───── Source material ─────

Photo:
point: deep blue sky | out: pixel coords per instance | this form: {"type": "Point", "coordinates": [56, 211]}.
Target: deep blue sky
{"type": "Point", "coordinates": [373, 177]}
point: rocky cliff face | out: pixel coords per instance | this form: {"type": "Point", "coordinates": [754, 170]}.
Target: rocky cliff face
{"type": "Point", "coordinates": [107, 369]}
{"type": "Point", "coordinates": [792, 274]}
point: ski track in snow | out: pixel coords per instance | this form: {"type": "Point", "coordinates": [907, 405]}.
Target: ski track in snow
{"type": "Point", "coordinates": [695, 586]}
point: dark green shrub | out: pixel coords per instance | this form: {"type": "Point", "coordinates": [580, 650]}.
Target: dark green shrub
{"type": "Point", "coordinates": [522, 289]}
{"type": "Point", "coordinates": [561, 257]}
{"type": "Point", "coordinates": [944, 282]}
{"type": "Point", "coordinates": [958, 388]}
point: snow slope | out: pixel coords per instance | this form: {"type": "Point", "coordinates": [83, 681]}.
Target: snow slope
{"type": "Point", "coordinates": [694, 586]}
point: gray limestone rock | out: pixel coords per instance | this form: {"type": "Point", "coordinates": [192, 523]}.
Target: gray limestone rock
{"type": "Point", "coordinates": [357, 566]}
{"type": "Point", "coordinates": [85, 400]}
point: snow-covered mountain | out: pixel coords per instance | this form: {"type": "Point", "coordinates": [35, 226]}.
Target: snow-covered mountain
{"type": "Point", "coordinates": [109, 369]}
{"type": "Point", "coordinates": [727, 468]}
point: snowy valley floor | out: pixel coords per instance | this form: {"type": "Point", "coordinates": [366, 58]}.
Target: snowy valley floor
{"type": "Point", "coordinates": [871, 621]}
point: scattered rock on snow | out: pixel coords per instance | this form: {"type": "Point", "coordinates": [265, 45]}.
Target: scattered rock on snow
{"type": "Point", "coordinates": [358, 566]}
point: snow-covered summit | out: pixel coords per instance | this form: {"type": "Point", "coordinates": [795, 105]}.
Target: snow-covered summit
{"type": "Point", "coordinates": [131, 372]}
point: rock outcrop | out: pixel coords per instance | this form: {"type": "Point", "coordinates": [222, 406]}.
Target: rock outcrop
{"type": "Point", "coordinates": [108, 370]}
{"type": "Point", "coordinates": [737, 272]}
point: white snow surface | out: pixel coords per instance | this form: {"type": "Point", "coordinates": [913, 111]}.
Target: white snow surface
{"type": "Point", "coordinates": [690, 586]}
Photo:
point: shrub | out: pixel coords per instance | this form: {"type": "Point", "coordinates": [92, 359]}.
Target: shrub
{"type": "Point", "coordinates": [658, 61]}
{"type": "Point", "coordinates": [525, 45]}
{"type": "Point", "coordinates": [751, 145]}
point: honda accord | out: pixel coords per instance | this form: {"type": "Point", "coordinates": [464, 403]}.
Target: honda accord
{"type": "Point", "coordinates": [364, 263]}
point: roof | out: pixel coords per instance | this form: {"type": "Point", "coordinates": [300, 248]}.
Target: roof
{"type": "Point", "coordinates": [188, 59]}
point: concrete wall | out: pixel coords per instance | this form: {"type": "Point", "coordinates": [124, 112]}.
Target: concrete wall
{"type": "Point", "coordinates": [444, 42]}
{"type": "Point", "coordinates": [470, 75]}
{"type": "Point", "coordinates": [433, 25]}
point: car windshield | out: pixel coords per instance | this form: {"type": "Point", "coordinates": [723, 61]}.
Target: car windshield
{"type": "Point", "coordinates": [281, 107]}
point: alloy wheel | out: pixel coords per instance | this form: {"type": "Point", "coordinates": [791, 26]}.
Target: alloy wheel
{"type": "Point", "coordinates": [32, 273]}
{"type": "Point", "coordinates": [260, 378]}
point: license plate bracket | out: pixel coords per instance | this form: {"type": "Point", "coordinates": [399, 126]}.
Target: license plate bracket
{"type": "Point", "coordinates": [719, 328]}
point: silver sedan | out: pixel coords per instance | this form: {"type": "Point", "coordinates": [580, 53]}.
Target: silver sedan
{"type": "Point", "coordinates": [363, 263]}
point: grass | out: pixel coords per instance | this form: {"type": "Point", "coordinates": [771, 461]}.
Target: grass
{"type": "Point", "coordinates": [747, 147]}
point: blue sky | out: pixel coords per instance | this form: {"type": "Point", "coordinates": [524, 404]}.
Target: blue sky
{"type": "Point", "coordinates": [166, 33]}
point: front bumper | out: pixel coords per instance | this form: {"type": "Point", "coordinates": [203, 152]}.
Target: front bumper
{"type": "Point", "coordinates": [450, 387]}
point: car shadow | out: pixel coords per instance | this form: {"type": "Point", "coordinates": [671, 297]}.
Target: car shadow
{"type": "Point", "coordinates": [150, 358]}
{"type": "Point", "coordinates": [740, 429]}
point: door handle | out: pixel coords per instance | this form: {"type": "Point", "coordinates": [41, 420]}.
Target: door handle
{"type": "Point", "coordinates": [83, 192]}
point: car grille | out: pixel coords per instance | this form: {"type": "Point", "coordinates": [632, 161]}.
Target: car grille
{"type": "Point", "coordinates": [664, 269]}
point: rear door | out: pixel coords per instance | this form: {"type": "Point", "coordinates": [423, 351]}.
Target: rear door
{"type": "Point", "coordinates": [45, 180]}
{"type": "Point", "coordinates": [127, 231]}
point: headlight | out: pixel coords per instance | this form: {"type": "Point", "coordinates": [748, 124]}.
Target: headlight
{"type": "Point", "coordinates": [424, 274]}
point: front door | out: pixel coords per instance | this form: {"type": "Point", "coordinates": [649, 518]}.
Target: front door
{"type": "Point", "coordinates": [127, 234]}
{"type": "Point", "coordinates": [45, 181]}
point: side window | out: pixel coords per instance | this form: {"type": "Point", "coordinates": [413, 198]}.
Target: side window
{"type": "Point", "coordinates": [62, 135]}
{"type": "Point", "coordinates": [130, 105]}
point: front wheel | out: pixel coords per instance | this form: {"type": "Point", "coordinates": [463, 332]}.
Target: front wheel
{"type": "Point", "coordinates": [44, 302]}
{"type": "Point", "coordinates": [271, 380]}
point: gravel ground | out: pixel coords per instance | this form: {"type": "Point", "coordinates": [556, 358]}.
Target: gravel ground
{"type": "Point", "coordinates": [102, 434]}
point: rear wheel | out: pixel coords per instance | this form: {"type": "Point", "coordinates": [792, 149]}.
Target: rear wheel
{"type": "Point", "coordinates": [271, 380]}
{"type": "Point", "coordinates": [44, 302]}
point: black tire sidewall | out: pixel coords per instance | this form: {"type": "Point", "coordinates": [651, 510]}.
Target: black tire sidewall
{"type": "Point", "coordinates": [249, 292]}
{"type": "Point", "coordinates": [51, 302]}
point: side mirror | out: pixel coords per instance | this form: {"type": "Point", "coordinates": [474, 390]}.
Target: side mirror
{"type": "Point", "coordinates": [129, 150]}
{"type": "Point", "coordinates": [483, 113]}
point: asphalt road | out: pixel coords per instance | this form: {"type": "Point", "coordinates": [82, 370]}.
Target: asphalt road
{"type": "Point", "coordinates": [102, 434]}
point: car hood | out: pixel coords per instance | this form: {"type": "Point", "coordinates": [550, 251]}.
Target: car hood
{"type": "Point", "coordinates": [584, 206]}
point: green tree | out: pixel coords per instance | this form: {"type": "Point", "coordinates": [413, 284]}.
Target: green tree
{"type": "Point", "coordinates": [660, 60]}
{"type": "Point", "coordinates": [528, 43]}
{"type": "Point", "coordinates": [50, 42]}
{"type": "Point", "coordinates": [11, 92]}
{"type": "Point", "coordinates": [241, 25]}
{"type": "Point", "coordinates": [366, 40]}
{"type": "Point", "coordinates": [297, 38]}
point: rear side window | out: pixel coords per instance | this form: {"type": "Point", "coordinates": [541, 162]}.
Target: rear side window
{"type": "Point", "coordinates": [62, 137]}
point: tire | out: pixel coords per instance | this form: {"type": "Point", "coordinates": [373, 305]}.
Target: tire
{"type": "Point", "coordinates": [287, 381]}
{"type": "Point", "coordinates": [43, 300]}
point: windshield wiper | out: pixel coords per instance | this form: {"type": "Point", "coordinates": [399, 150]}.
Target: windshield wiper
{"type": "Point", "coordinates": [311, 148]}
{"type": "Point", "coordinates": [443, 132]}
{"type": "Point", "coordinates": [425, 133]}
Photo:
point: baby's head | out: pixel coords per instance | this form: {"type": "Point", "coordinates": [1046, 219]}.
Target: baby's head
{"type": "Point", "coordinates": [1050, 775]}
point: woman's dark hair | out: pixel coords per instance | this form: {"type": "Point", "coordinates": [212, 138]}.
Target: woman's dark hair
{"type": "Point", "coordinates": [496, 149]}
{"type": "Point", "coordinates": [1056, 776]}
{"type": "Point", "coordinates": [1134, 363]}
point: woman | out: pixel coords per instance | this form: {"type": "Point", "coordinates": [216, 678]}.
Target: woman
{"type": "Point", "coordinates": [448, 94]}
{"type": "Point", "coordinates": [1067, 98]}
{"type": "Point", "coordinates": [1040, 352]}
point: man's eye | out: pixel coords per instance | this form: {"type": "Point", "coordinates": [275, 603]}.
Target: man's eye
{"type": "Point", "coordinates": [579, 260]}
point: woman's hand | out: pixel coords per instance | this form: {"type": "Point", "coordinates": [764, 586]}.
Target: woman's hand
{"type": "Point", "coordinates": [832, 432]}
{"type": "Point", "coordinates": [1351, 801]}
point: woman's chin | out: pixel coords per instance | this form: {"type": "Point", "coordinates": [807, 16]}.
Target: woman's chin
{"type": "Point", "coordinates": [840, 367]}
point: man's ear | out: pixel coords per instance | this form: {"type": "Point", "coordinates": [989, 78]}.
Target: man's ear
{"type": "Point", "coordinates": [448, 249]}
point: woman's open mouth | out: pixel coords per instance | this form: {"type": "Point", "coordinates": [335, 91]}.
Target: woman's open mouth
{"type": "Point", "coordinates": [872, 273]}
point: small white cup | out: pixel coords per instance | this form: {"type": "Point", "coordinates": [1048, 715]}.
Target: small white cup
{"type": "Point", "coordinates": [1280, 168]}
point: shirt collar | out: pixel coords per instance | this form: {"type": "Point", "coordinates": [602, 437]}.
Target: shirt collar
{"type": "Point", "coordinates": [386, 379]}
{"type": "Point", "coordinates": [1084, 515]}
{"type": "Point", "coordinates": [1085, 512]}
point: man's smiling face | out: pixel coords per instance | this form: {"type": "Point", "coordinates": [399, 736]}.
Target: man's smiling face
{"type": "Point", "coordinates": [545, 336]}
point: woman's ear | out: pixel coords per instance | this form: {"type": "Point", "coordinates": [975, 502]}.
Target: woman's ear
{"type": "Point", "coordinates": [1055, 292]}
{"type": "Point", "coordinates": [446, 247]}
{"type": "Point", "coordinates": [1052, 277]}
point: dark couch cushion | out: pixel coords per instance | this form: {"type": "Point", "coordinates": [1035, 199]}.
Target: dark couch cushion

─────

### [The task]
Report all lines in the listing above that contain the word "couch".

### [Answer area]
point: dark couch cushion | out: pixel coords per instance | this form: {"type": "Point", "coordinates": [1035, 199]}.
Target: dark couch cushion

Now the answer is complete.